Give every line again exactly as it appears, please, but not the pictures.

| Entries provided |
— begin —
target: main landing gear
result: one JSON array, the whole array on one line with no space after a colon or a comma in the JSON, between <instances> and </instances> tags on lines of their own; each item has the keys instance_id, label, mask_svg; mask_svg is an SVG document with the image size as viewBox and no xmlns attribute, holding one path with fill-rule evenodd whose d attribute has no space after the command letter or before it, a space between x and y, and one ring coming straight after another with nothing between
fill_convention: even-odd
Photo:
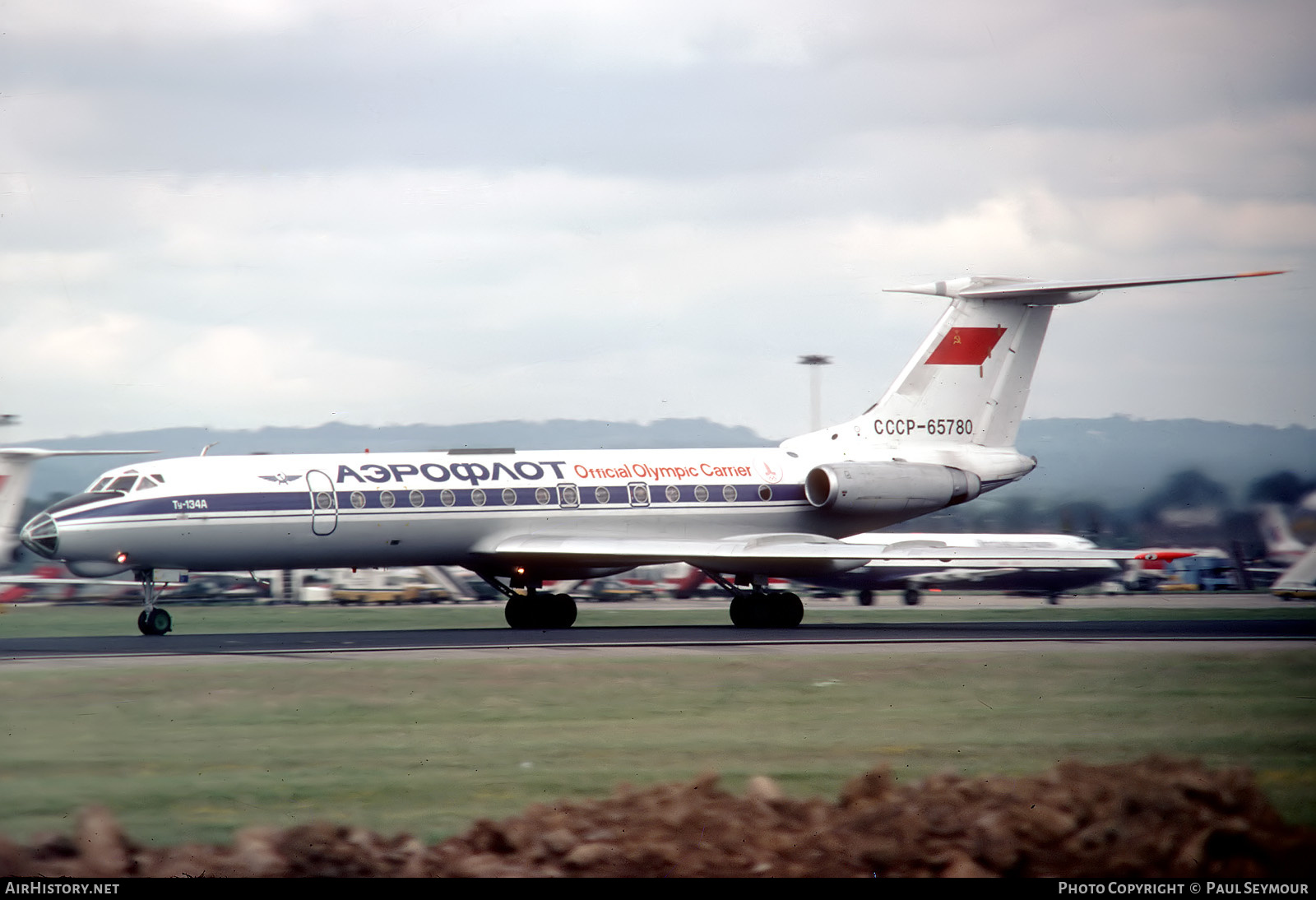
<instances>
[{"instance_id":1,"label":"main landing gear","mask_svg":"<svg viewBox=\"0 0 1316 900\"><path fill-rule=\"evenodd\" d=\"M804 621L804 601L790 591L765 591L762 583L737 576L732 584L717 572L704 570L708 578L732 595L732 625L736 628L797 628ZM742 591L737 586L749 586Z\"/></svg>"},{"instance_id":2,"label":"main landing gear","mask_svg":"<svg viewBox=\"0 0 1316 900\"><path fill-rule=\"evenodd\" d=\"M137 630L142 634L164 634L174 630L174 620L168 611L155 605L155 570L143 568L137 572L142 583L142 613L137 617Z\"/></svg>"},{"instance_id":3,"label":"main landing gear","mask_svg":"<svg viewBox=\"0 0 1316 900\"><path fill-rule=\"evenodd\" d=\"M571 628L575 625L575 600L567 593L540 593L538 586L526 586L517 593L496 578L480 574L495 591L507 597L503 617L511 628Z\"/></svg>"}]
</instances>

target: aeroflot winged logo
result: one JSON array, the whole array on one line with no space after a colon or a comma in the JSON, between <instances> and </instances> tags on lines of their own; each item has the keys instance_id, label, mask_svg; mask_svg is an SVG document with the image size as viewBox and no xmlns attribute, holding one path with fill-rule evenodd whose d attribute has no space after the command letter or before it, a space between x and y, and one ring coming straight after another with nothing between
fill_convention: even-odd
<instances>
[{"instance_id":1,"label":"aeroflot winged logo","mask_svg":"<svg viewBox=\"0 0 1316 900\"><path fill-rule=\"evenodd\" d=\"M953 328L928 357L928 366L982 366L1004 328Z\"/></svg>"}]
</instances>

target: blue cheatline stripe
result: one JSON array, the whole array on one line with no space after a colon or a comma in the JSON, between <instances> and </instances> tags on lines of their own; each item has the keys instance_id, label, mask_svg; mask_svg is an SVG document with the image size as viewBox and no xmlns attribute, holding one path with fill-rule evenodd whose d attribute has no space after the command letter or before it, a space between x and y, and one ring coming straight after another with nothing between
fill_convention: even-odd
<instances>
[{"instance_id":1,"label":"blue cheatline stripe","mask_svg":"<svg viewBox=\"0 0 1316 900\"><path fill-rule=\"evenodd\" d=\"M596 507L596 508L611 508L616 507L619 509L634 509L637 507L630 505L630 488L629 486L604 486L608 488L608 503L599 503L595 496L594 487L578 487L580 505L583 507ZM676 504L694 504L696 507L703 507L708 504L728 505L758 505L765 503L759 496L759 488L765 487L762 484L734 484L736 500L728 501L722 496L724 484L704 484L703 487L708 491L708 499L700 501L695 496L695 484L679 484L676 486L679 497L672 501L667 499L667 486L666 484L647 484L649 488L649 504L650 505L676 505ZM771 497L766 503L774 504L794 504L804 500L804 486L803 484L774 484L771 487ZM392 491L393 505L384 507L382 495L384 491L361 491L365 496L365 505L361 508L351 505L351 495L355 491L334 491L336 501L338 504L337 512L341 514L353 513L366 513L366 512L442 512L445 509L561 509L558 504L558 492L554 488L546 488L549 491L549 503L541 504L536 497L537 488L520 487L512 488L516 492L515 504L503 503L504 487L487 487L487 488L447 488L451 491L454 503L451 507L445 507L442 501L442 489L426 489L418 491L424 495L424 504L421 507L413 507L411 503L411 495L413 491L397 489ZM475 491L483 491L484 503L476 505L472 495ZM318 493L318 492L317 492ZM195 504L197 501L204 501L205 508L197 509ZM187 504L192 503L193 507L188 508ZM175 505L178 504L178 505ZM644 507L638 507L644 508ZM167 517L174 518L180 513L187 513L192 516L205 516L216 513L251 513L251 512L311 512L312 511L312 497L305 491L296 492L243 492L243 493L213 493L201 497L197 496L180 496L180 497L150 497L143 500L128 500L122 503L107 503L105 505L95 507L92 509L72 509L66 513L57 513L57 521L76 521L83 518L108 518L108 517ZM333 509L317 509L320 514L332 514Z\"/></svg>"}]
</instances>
— end —
| Result of the task |
target: main landing gear
result: one JSON array, the whole array on one line with no space after a colon or a comma in the JSON, between <instances> and </instances> tags on lines of their own; each item has the keys instance_id, label, mask_svg; mask_svg is an SVG document with the image size as viewBox and no xmlns attribute, holding one path with fill-rule evenodd whose d attribute has no space after the command letter or before it, a space between x and y, and one ring coming straight after another with nothing between
fill_convention: even-odd
Photo:
<instances>
[{"instance_id":1,"label":"main landing gear","mask_svg":"<svg viewBox=\"0 0 1316 900\"><path fill-rule=\"evenodd\" d=\"M804 621L804 601L790 591L765 591L762 583L737 576L732 584L717 572L704 570L708 578L732 595L732 625L736 628L797 628ZM742 591L737 586L749 586Z\"/></svg>"},{"instance_id":2,"label":"main landing gear","mask_svg":"<svg viewBox=\"0 0 1316 900\"><path fill-rule=\"evenodd\" d=\"M137 630L142 634L164 634L174 630L174 620L168 611L155 605L155 570L143 568L137 572L142 583L142 613L137 617Z\"/></svg>"},{"instance_id":3,"label":"main landing gear","mask_svg":"<svg viewBox=\"0 0 1316 900\"><path fill-rule=\"evenodd\" d=\"M571 628L575 625L575 600L567 593L540 593L538 586L526 586L517 593L496 578L480 574L495 591L507 597L503 617L511 628Z\"/></svg>"}]
</instances>

target: aeroflot winged logo
result: one JSON array, the whole array on one line with no space after a colon or a comma in the JSON, between <instances> and </instances> tags on lines of their own; each item has the keys instance_id, label, mask_svg; mask_svg is an SVG document with the image size as viewBox and no xmlns attribute, holding one path with fill-rule evenodd whose d attribute has no space after the command letter or before it, a space between x and y, and one ring coming straight after another with nothing between
fill_convention: even-odd
<instances>
[{"instance_id":1,"label":"aeroflot winged logo","mask_svg":"<svg viewBox=\"0 0 1316 900\"><path fill-rule=\"evenodd\" d=\"M953 328L928 357L928 366L982 366L1004 328Z\"/></svg>"}]
</instances>

target: blue cheatline stripe
result: one JSON array, the whole array on one line with no space after a colon or a comma in the JSON, between <instances> and </instances> tags on lines of their own; each item has the keys instance_id, label, mask_svg; mask_svg is an SVG document with the image size as viewBox and no xmlns attribute, holding one path with fill-rule evenodd whose d attribute has no space after the command letter or before it, a space between x and y, and one ring coming straight after another with nothing between
fill_convention: even-odd
<instances>
[{"instance_id":1,"label":"blue cheatline stripe","mask_svg":"<svg viewBox=\"0 0 1316 900\"><path fill-rule=\"evenodd\" d=\"M596 507L596 508L611 508L616 507L619 509L634 509L637 507L630 505L630 488L629 486L604 486L608 488L608 503L599 503L595 496L594 487L578 487L580 505L583 507ZM676 504L694 504L696 507L703 507L708 504L728 505L758 505L765 503L759 496L759 488L765 487L762 484L734 484L736 500L728 501L722 496L724 484L704 484L703 487L708 491L708 499L700 501L695 496L695 484L679 484L676 486L679 497L672 501L667 499L667 486L666 484L647 484L649 488L649 504L650 505L676 505ZM771 497L766 503L774 504L794 504L804 500L804 486L803 484L774 484L771 487ZM392 491L393 505L384 507L382 495L384 491L361 491L365 496L365 505L361 508L351 505L351 495L355 491L334 491L336 501L338 504L337 512L341 514L353 513L366 513L366 512L442 512L445 509L561 509L558 504L558 492L554 488L546 488L549 491L549 503L541 504L536 497L537 488L520 487L512 488L516 492L515 504L503 503L504 487L487 487L487 488L447 488L451 491L454 503L451 507L445 507L442 501L442 489L426 489L418 491L424 495L424 504L421 507L413 507L411 503L411 495L413 491L397 489ZM475 491L483 491L484 503L476 505L472 495ZM318 493L318 492L317 492ZM195 504L197 501L204 501L205 508L197 509ZM187 504L192 503L193 507L188 508ZM175 505L178 504L178 505ZM644 507L638 507L644 508ZM167 517L174 518L180 513L187 513L192 516L205 516L216 513L251 513L251 512L311 512L312 511L312 497L305 491L296 492L243 492L243 493L213 493L201 497L197 496L180 496L180 497L150 497L143 500L128 500L122 503L107 503L105 505L95 507L92 509L72 509L66 513L57 513L57 521L76 521L83 518L108 518L108 517ZM333 509L317 509L320 514L332 514Z\"/></svg>"}]
</instances>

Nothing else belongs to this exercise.